EXERCISE DIRECTIONS
Omit images. Retype all entries verbatim.

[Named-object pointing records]
--------
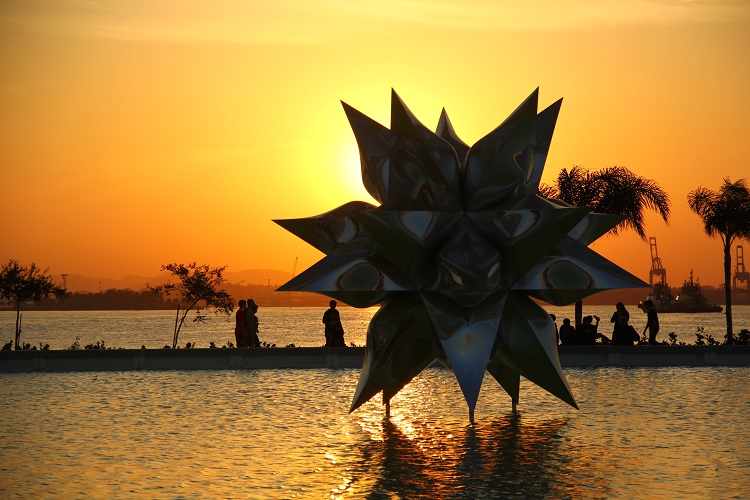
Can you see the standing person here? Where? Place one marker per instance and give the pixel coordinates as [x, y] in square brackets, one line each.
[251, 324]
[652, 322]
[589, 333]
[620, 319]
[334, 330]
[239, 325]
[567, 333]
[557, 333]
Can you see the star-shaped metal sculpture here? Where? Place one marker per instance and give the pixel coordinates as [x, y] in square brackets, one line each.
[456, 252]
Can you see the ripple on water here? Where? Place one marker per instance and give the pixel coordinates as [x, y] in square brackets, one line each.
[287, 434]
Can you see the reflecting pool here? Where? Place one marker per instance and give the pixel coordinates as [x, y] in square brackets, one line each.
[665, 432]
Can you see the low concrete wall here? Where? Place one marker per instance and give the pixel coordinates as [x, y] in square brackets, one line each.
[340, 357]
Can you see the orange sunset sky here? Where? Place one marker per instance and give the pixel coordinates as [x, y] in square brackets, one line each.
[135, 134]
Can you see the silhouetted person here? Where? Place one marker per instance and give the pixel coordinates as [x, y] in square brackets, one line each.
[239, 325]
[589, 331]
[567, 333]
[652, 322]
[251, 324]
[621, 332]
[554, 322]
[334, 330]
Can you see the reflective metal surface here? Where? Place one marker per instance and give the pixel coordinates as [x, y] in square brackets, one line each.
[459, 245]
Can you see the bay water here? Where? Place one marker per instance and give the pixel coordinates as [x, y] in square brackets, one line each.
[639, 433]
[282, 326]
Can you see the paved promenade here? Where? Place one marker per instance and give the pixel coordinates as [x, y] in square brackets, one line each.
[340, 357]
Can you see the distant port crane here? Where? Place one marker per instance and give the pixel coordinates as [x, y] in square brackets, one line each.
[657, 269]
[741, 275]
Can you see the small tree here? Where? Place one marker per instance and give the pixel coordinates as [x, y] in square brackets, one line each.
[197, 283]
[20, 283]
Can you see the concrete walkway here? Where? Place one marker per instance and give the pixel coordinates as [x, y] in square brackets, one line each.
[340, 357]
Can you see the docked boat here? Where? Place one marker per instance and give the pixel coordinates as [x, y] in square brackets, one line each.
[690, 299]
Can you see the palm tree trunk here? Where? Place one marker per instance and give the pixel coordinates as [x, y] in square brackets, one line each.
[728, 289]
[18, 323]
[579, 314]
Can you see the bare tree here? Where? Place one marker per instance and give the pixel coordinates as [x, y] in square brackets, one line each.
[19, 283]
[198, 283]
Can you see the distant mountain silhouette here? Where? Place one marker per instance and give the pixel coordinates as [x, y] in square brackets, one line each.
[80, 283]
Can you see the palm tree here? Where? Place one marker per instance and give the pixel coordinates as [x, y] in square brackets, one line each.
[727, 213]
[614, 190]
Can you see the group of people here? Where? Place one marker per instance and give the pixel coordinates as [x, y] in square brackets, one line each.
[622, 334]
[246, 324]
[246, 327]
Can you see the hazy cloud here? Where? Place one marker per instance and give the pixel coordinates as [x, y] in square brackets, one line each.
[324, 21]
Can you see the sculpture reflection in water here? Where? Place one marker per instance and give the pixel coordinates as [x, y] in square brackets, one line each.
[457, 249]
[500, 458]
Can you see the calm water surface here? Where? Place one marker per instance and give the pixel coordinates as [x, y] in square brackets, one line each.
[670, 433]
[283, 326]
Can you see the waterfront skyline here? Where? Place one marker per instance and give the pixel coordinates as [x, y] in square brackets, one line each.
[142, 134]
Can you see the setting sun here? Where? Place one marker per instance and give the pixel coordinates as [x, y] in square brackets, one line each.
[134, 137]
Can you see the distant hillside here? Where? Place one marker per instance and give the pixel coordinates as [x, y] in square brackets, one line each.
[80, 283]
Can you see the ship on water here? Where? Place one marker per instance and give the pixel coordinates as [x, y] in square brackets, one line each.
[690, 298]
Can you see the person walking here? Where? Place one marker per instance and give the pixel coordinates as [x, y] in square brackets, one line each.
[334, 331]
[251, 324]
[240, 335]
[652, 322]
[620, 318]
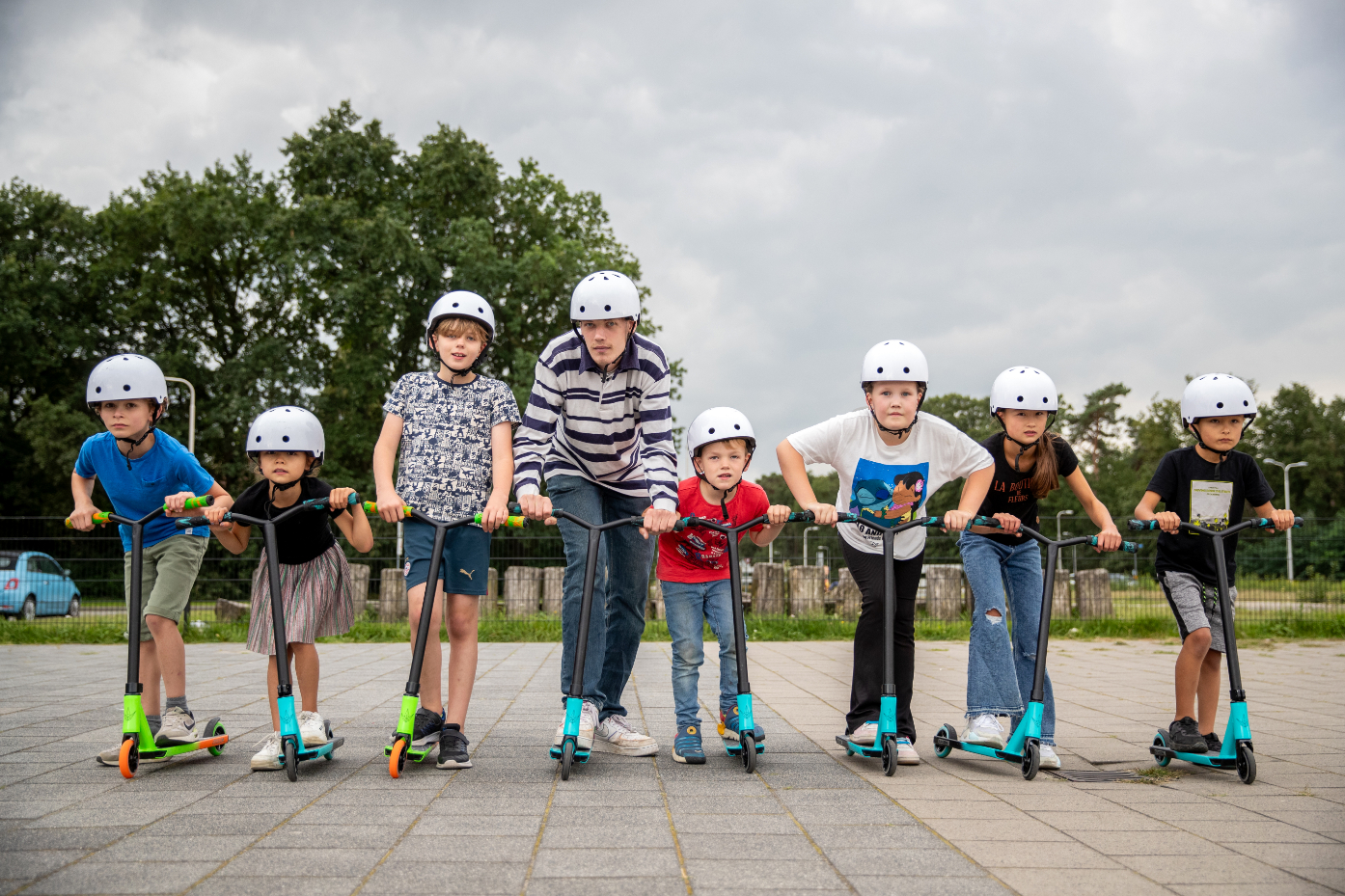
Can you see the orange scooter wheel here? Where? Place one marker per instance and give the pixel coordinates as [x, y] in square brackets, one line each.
--------
EXERCISE RESPONSE
Can you see the standing person here? Where? Place one marker per instance and give the pixel coordinates as [x, y] in square brackets, one line each.
[251, 324]
[652, 322]
[589, 333]
[620, 319]
[334, 330]
[239, 325]
[567, 333]
[557, 333]
Can you see the star-shaped metal sculpture here? Where? Place one marker per instance and give the pixel coordinates as [x, y] in square brackets, one line each.
[456, 252]
Can you see the ripple on water here? Where? Place one marker per instance and give the pixel coordinates as [x, y] in square brackets, one line each.
[287, 434]
Can you see the reflecting pool here? Where? Place one marker per instance and give the pixel coordinates as [x, y] in square brackets, one line each.
[665, 432]
Can you see the low concrete wall here? Where? Place one marker per instance and give the pixel coordinates as [x, y] in square brackets, one line each.
[340, 357]
Can you see the orange sunset sky here? Where? Place one marker per instance and give the pixel coordinates as [x, y] in square brackets, one line each.
[135, 134]
Can you see the silhouetted person here? Where? Place one marker per instance and give the pixel coordinates as [x, y] in square brackets, one line each.
[239, 325]
[589, 331]
[567, 333]
[652, 322]
[251, 324]
[621, 332]
[554, 322]
[334, 330]
Can you see the reflective metal surface here? Where? Place one marker per instance and give the pixel coordinates as [x, y] in square brackets, one line each.
[459, 245]
Can you see the bay water here? Where? Place one marker per instance and give the pixel coordinates as [x, y] in square brackets, one line each.
[639, 433]
[282, 326]
Can you see the paved promenade here? Where? Place one marker per instance and give the pixel coordinates as [x, y] in square brackets, one line each.
[340, 357]
Can you see the distant port crane here? Where? Place one marker per instance and give the pixel coordinates as [x, y] in square brackets, one line each.
[657, 269]
[741, 275]
Can you see the small tree here? Where? Place one marker per instance and give the pixel coordinates as [x, y] in square brackets, one line each.
[197, 283]
[20, 283]
Can you see the concrete walkway here? Where? Place one marker per instance and give the pixel coordinates as [x, y] in square brackets, one line each.
[340, 357]
Can you see the docked boat here? Where? Place one marker per instance and give the pixel coordinates as [x, y] in square brackets, one line each.
[690, 299]
Can you see the palm tree trunk here? Where? Place one marker per instance and give the pixel coordinates as [x, y] in square brackets, one line each.
[728, 289]
[18, 323]
[579, 314]
Can you see the bare tree here? Where? Place one marker per instance and give the pixel coordinates as [x, y] in square brackets, one line each.
[19, 283]
[198, 283]
Can you see the distant mountain silhouette here? Where? Place one marker per instance and give the pixel coordinates as [x, y] in square brackets, one line each.
[80, 283]
Can you see the palm tree here? Where? Place one marker per instance and give the pixel coordinates as [x, y] in square brackets, one line each.
[727, 213]
[614, 190]
Can you see the group of people here? Where? Place one marker per instance and give the pixel coordinates as [x, y] in square brackets, one line each.
[622, 334]
[246, 324]
[246, 327]
Can you see the hazy cloud here? Where? Place one marker per instance and give the pixel coordinates as [x, y] in square brackets, one line each.
[324, 21]
Can you see the sculpture reflection in water here? Where? Place one marker per instance and give the pixel coordinates as [x, y] in square brackets, one line each.
[457, 249]
[500, 458]
Can you see the calm water surface here? Where? Place one marker per instance and give the pixel coordinates as [x, y] in square brackets, one line each.
[670, 433]
[283, 326]
Can you see the waterfront skyline here? Where? Place one marker per instance and give the pixel coordinates as [x, y] in square brackets, one line each.
[142, 134]
Can you see the setting sun here? Where? Place one marker per instance and give the pixel coordinates as [x, y] in square brackets, one line each.
[134, 137]
Can you see the distant hillside here? Where? Place one marker per instance and give the pixel coordinates as [x, y] in square brackets, one line each.
[80, 283]
Can you see the ship on water here? Where? Place one marker per instance and give the pixel coordinates as [x, y] in square brackets, one line each.
[690, 298]
Can you see the person walking here? Where? Place one marker per instance and give the pixel coordinates as [x, y] in square brackets, one line each.
[334, 331]
[251, 324]
[240, 335]
[652, 322]
[620, 318]
Can you see the orange scooter wheel here? Where? Place one marker per instance and give the pixel coordinates as [x, y] in square brackets, one line each.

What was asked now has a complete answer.